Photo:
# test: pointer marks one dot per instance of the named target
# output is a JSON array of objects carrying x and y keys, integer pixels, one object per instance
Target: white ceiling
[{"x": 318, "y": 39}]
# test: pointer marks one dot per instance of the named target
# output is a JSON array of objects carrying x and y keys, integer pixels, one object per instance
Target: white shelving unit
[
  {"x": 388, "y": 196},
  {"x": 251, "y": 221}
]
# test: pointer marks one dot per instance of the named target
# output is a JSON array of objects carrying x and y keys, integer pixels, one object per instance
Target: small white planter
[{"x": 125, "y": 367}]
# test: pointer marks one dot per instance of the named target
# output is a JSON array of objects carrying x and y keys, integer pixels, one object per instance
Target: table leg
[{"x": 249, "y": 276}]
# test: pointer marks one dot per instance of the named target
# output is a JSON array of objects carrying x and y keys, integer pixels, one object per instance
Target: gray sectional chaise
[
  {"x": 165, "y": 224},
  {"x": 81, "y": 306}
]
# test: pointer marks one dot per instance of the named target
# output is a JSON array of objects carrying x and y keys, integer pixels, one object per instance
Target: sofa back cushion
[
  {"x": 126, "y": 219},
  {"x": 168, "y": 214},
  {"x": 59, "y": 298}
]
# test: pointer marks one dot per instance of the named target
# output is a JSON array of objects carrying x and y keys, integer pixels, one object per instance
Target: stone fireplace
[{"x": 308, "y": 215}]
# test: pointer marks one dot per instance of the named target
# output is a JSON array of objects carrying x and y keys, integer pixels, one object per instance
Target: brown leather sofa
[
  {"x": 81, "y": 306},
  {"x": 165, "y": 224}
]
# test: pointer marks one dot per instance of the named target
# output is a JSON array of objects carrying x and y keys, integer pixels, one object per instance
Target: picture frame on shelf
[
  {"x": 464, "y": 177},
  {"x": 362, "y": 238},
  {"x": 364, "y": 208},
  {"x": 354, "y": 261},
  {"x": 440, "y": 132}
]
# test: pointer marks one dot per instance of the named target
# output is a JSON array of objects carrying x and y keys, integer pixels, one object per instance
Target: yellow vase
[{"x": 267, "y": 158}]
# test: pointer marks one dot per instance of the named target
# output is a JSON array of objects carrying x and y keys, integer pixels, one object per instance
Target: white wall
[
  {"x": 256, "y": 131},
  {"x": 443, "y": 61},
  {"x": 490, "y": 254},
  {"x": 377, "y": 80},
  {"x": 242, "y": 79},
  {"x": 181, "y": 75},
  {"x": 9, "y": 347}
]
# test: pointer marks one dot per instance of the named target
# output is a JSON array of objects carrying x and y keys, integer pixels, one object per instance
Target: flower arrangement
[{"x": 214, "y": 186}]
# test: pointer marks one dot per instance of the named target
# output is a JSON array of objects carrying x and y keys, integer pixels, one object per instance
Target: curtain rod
::::::
→ Goal
Show every line of the material that contains the word "sofa", matching case exactly.

→ Solution
Target: sofa back cushion
Target: brown leather sofa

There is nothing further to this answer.